What is expected
Somewhere below is a line with "Keypoint guideline: for each instance of the black" and, later, a line with "Identify one point per instance of the clump"; repeat those two lines and all the lines between them, exactly as they are.

Items from a data source
-=-=-
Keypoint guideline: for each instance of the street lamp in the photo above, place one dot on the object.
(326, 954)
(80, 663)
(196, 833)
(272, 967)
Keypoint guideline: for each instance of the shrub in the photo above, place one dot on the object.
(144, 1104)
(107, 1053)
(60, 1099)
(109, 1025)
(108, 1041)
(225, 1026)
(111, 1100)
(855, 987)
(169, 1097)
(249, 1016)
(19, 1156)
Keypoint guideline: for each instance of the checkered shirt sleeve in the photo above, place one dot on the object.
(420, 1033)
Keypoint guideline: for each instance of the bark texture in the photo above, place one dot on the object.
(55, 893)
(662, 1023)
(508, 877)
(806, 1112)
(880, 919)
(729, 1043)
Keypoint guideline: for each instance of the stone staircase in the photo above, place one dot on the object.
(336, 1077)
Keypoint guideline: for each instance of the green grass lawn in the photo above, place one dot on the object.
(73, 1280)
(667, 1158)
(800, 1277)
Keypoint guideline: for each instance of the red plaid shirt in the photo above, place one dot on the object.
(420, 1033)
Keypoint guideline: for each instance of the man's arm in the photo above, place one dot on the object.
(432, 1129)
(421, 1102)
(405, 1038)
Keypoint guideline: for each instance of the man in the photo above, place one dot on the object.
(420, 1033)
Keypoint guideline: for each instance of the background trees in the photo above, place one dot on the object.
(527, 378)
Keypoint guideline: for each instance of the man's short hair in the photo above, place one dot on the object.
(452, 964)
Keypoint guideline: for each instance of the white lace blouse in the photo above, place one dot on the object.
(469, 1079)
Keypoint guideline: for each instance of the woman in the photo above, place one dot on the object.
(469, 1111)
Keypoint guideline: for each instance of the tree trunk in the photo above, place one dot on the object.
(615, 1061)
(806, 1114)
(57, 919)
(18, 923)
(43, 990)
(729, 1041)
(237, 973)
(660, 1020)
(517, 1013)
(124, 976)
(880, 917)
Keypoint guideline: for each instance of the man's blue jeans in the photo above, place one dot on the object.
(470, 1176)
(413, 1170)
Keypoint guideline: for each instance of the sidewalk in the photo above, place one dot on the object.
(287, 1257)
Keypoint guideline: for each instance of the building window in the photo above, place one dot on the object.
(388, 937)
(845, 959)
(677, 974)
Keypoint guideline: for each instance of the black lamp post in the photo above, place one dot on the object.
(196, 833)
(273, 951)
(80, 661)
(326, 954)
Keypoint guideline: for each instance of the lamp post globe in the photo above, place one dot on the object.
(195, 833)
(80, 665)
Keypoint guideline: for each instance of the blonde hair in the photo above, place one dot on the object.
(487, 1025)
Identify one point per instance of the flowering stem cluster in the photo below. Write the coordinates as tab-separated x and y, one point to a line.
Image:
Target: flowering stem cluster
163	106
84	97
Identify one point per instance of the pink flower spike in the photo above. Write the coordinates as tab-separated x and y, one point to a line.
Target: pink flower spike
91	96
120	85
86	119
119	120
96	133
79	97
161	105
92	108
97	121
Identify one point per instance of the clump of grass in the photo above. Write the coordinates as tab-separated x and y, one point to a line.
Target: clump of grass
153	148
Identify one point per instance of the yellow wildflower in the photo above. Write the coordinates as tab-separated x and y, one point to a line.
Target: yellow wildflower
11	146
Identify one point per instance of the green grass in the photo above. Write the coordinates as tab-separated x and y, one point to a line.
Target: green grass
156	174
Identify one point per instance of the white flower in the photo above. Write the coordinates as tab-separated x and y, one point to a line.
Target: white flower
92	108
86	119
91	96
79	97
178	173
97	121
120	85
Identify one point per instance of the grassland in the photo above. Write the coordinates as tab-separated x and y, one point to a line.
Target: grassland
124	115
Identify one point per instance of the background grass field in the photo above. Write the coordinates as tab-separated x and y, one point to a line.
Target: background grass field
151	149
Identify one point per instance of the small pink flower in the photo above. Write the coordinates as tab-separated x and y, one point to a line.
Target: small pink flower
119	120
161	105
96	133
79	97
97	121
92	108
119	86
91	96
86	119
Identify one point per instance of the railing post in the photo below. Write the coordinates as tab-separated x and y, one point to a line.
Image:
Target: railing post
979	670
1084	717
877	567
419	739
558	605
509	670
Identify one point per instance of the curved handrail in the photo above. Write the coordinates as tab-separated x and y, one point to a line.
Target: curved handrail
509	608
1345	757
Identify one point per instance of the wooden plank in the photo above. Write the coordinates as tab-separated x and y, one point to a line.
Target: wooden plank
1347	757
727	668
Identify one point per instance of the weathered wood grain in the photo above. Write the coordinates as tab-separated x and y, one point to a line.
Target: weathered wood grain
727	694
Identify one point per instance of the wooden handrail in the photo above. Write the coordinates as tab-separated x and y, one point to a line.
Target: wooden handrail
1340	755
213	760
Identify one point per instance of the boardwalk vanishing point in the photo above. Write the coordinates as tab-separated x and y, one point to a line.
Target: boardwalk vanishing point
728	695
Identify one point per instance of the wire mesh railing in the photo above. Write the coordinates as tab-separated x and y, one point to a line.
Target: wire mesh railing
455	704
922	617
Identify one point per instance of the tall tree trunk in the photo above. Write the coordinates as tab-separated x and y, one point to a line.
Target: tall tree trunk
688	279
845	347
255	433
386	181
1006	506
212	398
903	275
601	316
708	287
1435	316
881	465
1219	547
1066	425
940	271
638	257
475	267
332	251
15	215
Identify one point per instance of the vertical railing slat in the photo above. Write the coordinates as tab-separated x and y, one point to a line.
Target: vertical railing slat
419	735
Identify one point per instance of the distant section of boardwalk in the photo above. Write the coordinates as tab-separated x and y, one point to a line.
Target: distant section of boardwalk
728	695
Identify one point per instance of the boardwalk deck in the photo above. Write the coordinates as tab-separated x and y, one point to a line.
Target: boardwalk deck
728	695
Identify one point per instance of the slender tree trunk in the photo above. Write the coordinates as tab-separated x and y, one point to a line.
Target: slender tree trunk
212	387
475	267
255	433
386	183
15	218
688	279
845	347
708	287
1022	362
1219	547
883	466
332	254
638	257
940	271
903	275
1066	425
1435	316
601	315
-=-=-
Solution
Keypoint guideline: for each instance of the black lamp post in the photo above, place one dot on the object.
(196, 833)
(273, 951)
(80, 661)
(326, 954)
Keypoint guideline: for each instance of the lamp post globe in the photo above, place one dot on the object.
(195, 833)
(80, 665)
Keypoint guideline: for each instance of the blonde hair in the photo above, place one dot on the object.
(487, 1025)
Identify one point per instance of the flowering stem cluster in the photo below. Write the coordinates as tab-separated x and y, one point to a line.
Image:
Target: flowering stem cluster
163	106
84	97
Identify one point per instance of the pink flower spike in the photo above. Write the coordinates as tab-separated x and y, one point to a line.
Target: pink flower spike
91	96
120	85
86	119
119	120
96	133
79	97
161	105
92	108
97	121
Identify one point per instance of the clump of grass in the photo above. Write the coordinates as tab-separated x and y, one point to a line.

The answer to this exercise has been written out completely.